## [取り組む課題]
データの先頭から始めて「(1019, 633)」を含む行で終わる範囲を、両端の行も含めて一字一句変えずに書き写す。

(座標ラベル付けデータ)
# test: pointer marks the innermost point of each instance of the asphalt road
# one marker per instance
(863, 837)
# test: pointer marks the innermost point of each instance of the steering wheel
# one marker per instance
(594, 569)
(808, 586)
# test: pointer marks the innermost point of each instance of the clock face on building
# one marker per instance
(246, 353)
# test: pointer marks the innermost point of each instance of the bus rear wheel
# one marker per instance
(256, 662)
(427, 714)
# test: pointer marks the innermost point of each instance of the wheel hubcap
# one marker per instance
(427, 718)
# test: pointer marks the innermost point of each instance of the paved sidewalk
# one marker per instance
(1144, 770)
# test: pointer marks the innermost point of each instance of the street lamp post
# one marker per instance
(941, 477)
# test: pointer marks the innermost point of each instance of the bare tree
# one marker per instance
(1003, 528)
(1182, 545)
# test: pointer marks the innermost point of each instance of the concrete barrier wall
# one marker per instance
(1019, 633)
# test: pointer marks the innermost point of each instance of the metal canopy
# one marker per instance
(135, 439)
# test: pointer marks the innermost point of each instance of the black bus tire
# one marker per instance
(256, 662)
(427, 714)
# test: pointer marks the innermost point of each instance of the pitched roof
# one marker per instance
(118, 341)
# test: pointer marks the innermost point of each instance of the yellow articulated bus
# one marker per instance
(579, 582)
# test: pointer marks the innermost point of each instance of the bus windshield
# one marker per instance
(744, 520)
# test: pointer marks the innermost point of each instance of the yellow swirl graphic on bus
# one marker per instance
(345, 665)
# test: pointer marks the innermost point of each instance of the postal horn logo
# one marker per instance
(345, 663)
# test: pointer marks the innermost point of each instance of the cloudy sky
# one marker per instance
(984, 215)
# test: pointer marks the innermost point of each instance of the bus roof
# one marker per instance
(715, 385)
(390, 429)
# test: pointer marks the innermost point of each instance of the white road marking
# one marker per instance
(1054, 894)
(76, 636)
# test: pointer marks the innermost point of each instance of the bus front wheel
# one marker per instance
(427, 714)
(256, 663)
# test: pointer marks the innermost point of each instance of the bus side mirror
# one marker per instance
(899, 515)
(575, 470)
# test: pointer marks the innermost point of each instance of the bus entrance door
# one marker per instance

## [解答例]
# test: pointer marks the innermost point of each instance of the asphalt road
# one marker per instance
(863, 837)
# test: pointer marks the innermost point of each instance of the steering wheel
# one marker per instance
(594, 569)
(808, 586)
# test: pointer marks the innermost point of each instance of the clock face on building
# one marker per instance
(246, 353)
# test: pointer marks the innermost point of each instance of the bus rear wheel
# one marker per instance
(256, 662)
(427, 714)
# test: pointer marks the innermost point of each instance of the wheel hubcap
# one marker per instance
(427, 718)
# test: pointer marks the innermost point of each instance of the paved sidewalk
# one marker per instance
(1144, 770)
# test: pointer marks the innermost point of each instance of the street lamp post
# one marker per instance
(941, 477)
# test: pointer marks the innermost point of each instance of the bare tree
# one marker per instance
(1003, 528)
(1182, 545)
# test: pointer marks the innermost point of each instance of the concrete barrier wall
# one marker per instance
(1019, 633)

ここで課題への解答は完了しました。